-------- AVAILABLE RECORDS --------

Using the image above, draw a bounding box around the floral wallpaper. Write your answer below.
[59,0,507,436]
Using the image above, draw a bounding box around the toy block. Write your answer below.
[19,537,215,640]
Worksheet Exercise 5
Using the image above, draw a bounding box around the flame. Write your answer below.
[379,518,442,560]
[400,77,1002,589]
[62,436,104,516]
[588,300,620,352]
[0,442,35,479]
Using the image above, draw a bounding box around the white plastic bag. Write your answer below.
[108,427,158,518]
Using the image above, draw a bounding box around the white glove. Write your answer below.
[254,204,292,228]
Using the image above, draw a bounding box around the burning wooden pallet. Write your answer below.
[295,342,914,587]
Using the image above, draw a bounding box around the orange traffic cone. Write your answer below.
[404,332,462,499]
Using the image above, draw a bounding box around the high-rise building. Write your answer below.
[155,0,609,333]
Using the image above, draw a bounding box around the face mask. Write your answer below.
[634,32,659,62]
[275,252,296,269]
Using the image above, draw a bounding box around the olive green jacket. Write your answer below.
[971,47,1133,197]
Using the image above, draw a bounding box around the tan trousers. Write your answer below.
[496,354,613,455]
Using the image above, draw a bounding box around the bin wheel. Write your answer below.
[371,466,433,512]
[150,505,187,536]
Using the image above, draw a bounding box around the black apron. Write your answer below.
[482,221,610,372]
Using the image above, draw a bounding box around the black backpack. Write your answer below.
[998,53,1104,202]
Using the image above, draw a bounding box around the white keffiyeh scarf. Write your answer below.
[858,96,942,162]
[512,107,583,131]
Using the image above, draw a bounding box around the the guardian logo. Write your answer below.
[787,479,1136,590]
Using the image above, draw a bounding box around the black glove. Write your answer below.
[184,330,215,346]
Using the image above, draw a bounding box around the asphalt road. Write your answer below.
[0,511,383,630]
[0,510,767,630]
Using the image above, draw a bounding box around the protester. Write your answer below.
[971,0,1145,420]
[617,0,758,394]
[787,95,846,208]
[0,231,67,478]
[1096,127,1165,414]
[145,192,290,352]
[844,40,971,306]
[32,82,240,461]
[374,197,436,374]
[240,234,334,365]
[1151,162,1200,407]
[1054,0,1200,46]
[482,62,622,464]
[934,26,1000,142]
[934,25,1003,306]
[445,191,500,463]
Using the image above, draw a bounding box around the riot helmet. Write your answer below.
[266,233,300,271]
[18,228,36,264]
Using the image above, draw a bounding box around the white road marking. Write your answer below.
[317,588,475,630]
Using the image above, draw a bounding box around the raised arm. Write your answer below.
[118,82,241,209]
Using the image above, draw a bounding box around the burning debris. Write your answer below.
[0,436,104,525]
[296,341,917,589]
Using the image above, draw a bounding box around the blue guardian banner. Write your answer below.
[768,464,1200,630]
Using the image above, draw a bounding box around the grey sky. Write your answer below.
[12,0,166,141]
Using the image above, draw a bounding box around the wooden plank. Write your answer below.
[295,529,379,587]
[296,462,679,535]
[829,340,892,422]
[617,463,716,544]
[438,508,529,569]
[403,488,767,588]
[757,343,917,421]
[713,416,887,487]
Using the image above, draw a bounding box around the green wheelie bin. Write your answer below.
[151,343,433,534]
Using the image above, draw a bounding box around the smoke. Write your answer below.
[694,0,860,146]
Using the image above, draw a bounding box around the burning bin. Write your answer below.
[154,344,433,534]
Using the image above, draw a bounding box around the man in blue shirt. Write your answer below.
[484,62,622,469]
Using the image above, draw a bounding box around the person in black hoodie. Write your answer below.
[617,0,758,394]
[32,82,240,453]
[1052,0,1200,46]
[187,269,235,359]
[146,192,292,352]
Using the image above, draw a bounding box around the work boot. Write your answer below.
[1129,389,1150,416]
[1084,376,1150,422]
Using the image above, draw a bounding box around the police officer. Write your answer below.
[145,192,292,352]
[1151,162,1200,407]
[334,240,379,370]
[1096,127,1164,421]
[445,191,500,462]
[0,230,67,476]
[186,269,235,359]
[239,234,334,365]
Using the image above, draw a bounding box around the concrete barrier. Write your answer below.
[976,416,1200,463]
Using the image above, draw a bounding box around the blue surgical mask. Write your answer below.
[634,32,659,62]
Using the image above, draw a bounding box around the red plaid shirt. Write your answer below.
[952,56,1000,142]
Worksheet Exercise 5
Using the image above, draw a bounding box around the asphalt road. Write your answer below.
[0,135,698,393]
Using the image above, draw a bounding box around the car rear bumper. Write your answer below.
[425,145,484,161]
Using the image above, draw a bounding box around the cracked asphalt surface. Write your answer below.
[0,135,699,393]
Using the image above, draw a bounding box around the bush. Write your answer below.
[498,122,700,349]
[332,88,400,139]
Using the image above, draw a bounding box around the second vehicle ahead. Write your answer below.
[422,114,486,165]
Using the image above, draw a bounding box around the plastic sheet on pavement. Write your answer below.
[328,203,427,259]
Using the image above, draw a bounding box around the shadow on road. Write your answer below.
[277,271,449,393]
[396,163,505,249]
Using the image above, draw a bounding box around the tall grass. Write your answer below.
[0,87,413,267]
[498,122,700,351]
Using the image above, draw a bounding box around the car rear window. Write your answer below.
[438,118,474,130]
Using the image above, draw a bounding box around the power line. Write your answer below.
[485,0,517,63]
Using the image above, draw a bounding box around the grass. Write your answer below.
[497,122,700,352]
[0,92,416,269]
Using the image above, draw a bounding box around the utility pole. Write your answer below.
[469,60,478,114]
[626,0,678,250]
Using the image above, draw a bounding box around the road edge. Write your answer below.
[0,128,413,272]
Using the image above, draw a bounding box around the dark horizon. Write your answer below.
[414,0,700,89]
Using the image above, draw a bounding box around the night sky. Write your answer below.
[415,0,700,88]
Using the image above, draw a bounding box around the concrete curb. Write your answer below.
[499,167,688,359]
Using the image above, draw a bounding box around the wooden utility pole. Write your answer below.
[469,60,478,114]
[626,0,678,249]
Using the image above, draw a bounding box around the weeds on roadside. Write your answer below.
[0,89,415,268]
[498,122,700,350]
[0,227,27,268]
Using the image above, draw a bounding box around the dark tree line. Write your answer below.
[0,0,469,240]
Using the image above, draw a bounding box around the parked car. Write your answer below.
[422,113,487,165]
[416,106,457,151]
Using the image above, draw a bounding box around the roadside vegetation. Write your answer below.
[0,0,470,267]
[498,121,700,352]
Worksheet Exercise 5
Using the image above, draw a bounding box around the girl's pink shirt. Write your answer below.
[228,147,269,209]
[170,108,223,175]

--------

WHAT THE TASK ASKS: Rewrite all the entries above, changing each "bounding box" to "rectangle" and keeping everything else the same.

EXPECTED ANSWER:
Using the image above, draw a rectangle around the floral wallpaper. Write your answer below.
[59,0,507,436]
Using the image above, draw a rectangle around the toy block. Write your answer below.
[19,537,215,640]
Worksheet Exercise 5
Using the image above, draw a rectangle around the flame. Write your answer below.
[379,518,442,560]
[400,77,1002,589]
[62,436,104,516]
[588,300,620,352]
[0,442,35,479]
Using the image above, draw a rectangle around the white plastic bag. Write your answer below.
[108,427,158,518]
Using the image above, draw a rectangle around the white glove. Write your answer below.
[254,204,292,228]
Using the image above, draw a rectangle around the burning wooden pallet. Write your answer below.
[295,342,914,587]
Using the image above, draw a rectangle around the orange traffic cone. Write your answer below.
[404,332,462,499]
Using the image above, draw a rectangle around the high-rise building. Write your answer below.
[155,0,609,333]
Using the image above, draw a rectangle around the face mask. Write your answer below.
[634,32,659,62]
[275,252,296,269]
Using the image above, draw a rectangle around the olive green jacket. Write your answer below.
[971,47,1133,197]
Using the image above, draw a rectangle around the tan trousers. Write your answer below.
[496,354,613,455]
Using the image above, draw a rectangle around the bin wheel. Write your answer below.
[371,466,433,512]
[150,505,187,536]
Using the image above, draw a rectangle around the black apron. Write your answer below.
[482,221,610,372]
Using the image above, draw a rectangle around the black backpack. Write your answer below.
[998,53,1104,202]
Using the image above, draw a rectangle around the white keffiyeh scarf. Write your answer below.
[858,96,942,162]
[512,107,583,131]
Using the image above, draw a rectangle around the the guardian logo. Write your answer below.
[787,479,1136,590]
Using the image above, draw a rectangle around the black glove. Write your answer below.
[184,330,215,346]
Using the image above, draw a rectangle around the asphalt road. Write your answer below.
[0,511,383,630]
[0,510,767,630]
Using the image above, draw a rectangle around the protester. Write your answer below.
[971,0,1145,420]
[617,0,758,394]
[787,95,846,208]
[0,231,67,478]
[1096,127,1165,414]
[145,192,290,352]
[844,40,971,306]
[32,82,240,461]
[374,197,436,374]
[240,234,334,365]
[1151,162,1200,407]
[1054,0,1200,46]
[482,62,622,464]
[934,26,1000,142]
[934,25,1003,306]
[445,191,500,463]
Using the image above, draw a rectangle around the riot helmet. Write your answer below.
[266,233,300,271]
[18,228,36,264]
Using the image above, draw a rectangle around the white road marking. Write your answer below.
[317,588,475,630]
Using the image above, draw a rectangle around the raised arm. Write your answer below.
[118,82,241,209]
Using the image above, draw a rectangle around the burning debris. Write your answer below.
[0,436,104,525]
[296,341,917,589]
Using the image above, draw a rectangle around the blue guardian banner. Write your answer below.
[768,464,1200,630]
Using the image above, draw a rectangle around the grey sky. Write your answer below.
[12,0,166,141]
Using the image above, draw a rectangle around the wooden plank. Write your answer below.
[295,529,379,587]
[296,462,679,535]
[829,340,892,422]
[617,463,716,544]
[438,508,529,569]
[403,488,767,588]
[757,343,917,421]
[713,416,887,487]
Using the image above, draw a rectangle around the green wheelie bin. Write your answer below.
[151,343,433,534]
Using the image above, draw a rectangle around the smoke. Write your answer below.
[694,0,860,146]
Using the image above, draw a rectangle around the burning bin. Write your answer below.
[154,344,433,534]
Using the image above, draw a rectangle around the man in blue shirt. Write your answer below.
[484,62,622,469]
Using the image above, draw a rectangle around the person in black hoodie. Write your answer below.
[617,0,758,394]
[32,82,240,453]
[1052,0,1200,46]
[187,269,235,359]
[146,192,292,352]
Using the image above, draw a rectangle around the work boot. Write your answer below.
[1129,389,1150,416]
[1084,376,1150,422]
Using the image above, draw a rectangle around the police officer. Write your answer below.
[145,192,292,352]
[1151,162,1200,407]
[334,240,379,370]
[1096,127,1164,421]
[445,191,500,462]
[0,230,67,476]
[186,269,235,359]
[239,234,334,365]
Using the image above, draw a rectangle around the concrete barrier. Write your answer below.
[976,416,1200,463]
Using the image above, draw a rectangle around the blue surgical mask. Write your answer below.
[634,32,659,62]
Using the image above, draw a rectangle around the red plaid shirt. Write your answer below.
[952,56,1000,142]
Worksheet Exercise 5
Using the image above, draw a rectangle around the asphalt road. Write your answer below.
[0,135,698,393]
Using the image above, draw a rectangle around the car rear bumper. Write your answer below.
[425,145,484,161]
Using the image above, draw a rectangle around the cracked asphalt surface. Write your answer below.
[0,135,699,393]
Using the image above, draw a rectangle around the bush. Write your answer below.
[498,122,700,349]
[332,88,400,139]
Using the image above, draw a rectangle around the second vehicle ahead. Write your answer below.
[422,114,486,165]
Using the image above, draw a rectangle around the plastic sheet on pavement. Write your answer below.
[328,203,427,259]
Using the image above, draw a rectangle around the shadow on road. Write your answer below.
[277,271,449,393]
[396,163,505,249]
Using the image above, draw a rectangle around the tall grass. Write your answer below.
[0,87,413,267]
[498,122,700,351]
Using the image above, draw a rectangle around the car rear window. Write your answer below.
[438,118,474,130]
Using the image above, draw a rectangle around the power line. Write your answer below.
[485,0,517,63]
Using the image above, draw a rectangle around the grass. Write your answer below.
[497,122,700,352]
[0,92,416,269]
Using the image above, draw a rectangle around the utility pole. Write your answer below.
[469,60,478,114]
[626,0,678,250]
Using the image above, draw a rectangle around the road edge. Write your answer below.
[0,128,413,272]
Using the image above, draw a rectangle around the dark horizon. Write your answer below.
[414,0,700,89]
Using the image above, draw a rectangle around the night sky. Write your answer below.
[415,0,700,88]
Using the image above, draw a rectangle around the concrete curb. Write your answer below.
[499,167,688,359]
Using the image above, draw a rectangle around the wooden utility pole. Write your answer below.
[469,60,478,114]
[626,0,678,249]
Using the image above, draw a rectangle around the weeds on roadside. Write your answer below.
[0,89,415,268]
[498,122,700,350]
[0,227,27,268]
Using the image above, draw a rectangle around the dark tree line. Write your answer below.
[0,0,469,240]
Using the image above, draw a rectangle around the parked car. Write your answer below.
[422,113,487,165]
[416,106,457,151]
Using the image above, draw a rectangle around the roadside vegetation. Write your answer below.
[0,0,470,267]
[498,121,700,352]
Worksheet Exercise 5
Using the image above, draw a rectangle around the girl's pink shirt. Write your answer below.
[228,147,269,209]
[170,108,223,175]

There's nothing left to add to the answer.